## [Stated exercise 1]
Translate this sentence from the fishing bucket list thread below into Spanish: "Billfishing (or more concisely trolling in general) has never appealed to me."
## [Stated exercise 2]
In the fishing bucket list thread below, when does Headsortails fish the Key West wrecks?

# Bucket list...



## redneck_billcollector (May 15, 2012)

We all have read the articles, seen the shows and dreamed about exotic places to fish.  I have been blessed to be able to fish some great places, Cabo San Lucas, Isla Mujeres, Costa Rica to name some of the more memorable places.  I still have a long list of places I want to fish before I expire.  I would love to fish Panama (trolling, jigging and popping), Caines Australia (trolling for grander black marlin), Puerto Vallarta (cow yellowfin), The Indian Ocean Islands (popping and jigging for GT and Dogtooth & Yellowfin tuna and the numerous sea bass/grouper and snapper), Madira or the Canary Islands (grander blues), Kona again....(big pacific blues and I would love to jig and pop there too) and Kenya (great billfish variety with MONSTER sailfish) to name a few.  Oh yeah, here is a not so exotic one that I have yet to do and really want to, Ocean City for white marlin.  It would be interesting to hear from yall about some of the out of the way places you have fished and those that are on your bucket list.


----------



## Parker Phoenix (May 15, 2012)

Don't care to travel outside the US for fishing or any reason for that matter. Last month I took Venice, La. off the my bucket list, next as simple as it sounds I want to do a Key West trip. I also want a Blue tuna trip.


----------



## grouper throat (May 15, 2012)

I would prefer to dive/spearfish exotic areas rather than fish but I would say my #1 choice would be Panama for the cubera, roosterfish, and tuna. Billfishing (or more concisely trolling in general) has never appealed to me.


----------



## Headsortails (May 15, 2012)

Just booked one. I fish the Key West wrecks  the first week in June.


----------



## redneck_billcollector (May 15, 2012)

Parker Phoenix said:


> Don't care to travel outside the US for fishing or any reason for that matter. Last month I took Venice, La. off the my bucket list, next as simple as it sounds I want to do a Key West trip. I also want a Blue tuna trip.

## [Rows]
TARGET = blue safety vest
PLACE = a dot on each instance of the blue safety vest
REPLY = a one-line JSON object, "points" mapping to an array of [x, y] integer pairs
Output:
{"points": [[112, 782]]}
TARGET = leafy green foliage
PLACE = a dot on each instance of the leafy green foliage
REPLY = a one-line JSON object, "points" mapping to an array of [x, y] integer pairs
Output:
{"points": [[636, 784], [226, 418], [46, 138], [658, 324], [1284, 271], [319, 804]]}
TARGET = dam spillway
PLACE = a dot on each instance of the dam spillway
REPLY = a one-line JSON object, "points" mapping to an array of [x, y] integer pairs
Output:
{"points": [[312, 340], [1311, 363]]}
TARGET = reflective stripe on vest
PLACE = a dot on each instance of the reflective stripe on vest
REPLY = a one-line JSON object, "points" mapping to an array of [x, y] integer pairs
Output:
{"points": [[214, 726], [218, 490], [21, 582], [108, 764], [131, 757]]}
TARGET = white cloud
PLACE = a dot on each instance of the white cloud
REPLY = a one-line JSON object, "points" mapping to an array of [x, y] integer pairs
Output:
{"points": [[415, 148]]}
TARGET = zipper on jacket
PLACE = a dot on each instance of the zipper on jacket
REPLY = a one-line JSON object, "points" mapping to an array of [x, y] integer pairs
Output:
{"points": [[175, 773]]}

==

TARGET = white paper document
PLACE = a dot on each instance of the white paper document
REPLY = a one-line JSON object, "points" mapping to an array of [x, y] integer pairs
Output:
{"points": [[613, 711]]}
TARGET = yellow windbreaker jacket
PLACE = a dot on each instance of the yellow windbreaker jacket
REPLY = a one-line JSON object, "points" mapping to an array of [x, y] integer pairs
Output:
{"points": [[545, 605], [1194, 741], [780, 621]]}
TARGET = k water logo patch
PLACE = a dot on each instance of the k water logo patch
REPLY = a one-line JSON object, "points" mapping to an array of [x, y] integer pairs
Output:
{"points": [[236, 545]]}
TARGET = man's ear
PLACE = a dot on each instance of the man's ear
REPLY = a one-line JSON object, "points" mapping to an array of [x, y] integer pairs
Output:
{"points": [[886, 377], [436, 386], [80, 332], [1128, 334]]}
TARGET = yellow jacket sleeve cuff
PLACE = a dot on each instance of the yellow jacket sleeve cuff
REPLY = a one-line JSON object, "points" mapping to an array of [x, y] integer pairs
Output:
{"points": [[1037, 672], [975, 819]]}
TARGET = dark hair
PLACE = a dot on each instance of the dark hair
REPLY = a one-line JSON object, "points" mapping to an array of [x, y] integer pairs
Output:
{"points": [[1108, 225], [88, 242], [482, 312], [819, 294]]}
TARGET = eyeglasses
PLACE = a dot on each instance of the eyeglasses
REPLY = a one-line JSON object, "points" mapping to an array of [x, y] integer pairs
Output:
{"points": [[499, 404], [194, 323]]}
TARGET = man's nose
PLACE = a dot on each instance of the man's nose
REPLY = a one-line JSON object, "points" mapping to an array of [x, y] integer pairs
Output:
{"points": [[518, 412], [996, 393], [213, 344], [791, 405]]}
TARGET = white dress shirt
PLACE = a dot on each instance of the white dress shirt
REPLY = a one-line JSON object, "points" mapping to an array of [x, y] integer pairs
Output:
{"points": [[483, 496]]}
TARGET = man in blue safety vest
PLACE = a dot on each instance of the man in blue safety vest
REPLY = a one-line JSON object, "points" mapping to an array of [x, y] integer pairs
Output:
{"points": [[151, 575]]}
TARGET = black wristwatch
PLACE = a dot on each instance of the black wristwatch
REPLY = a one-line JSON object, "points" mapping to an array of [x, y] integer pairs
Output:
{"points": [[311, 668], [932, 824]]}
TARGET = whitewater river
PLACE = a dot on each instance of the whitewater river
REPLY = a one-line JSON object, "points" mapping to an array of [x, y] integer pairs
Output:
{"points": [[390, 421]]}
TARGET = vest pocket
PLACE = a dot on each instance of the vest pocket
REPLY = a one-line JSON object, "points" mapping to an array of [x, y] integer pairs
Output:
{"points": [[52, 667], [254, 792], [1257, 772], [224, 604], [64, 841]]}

## [Exercise response 1]
La pesca de picudos (o, más precisamente, la pesca al curricán en general) nunca me ha atraído.

## [Exercise response 2]
The first week in June.